[Start of Raw data]

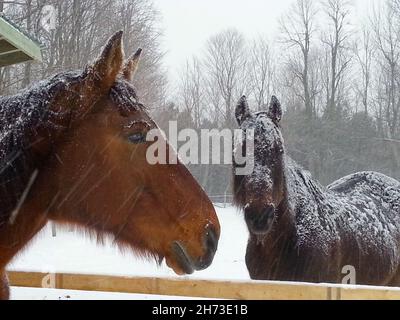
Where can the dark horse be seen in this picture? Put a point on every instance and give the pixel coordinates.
(302, 231)
(73, 150)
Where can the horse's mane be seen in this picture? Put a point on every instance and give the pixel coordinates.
(23, 115)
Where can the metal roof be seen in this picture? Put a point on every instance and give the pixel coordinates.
(16, 46)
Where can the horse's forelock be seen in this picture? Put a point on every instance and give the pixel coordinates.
(124, 97)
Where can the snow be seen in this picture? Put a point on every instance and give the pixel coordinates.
(74, 253)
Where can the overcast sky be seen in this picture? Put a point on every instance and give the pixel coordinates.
(189, 23)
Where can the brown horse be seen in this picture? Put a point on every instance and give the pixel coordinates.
(302, 231)
(73, 151)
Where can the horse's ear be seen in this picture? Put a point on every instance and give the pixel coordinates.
(242, 111)
(275, 110)
(131, 65)
(108, 65)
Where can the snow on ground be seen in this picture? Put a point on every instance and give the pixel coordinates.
(70, 252)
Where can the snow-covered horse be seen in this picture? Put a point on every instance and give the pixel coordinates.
(302, 231)
(73, 150)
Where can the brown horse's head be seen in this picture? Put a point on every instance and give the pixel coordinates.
(99, 178)
(261, 192)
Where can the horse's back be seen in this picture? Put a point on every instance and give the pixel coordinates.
(368, 181)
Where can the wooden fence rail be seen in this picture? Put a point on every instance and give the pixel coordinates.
(250, 290)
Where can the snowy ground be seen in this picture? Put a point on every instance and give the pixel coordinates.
(73, 253)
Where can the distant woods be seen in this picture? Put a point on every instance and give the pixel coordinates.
(338, 77)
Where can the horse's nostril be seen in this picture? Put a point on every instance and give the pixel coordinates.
(211, 245)
(211, 239)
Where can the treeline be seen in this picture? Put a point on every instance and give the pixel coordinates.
(339, 83)
(338, 79)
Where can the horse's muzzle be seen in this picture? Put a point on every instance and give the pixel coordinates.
(260, 223)
(189, 264)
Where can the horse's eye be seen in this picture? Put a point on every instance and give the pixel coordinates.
(137, 138)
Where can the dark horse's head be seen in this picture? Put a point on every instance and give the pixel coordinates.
(261, 192)
(83, 161)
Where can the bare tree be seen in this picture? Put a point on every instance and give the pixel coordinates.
(337, 41)
(191, 90)
(261, 72)
(297, 30)
(225, 63)
(364, 51)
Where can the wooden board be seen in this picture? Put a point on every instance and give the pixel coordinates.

[End of Raw data]

* _Work to do_: Put everything above, from the row containing "Where can the dark horse's" down to the last row, into a numbered list. Leave out any blank lines.

* _Written reply_:
1. Where can the dark horse's head be seen in this picture? Put a point on every instance and give the pixel coordinates.
2. (261, 192)
3. (83, 161)
4. Where can the bare tree be seen in this picture? Put a point on every instance and give the pixel coordinates.
5. (337, 41)
6. (191, 90)
7. (261, 72)
8. (297, 30)
9. (225, 63)
10. (364, 51)
11. Where can the wooden board be seen in this picture? Put a point on every instance and give the pixel coordinates.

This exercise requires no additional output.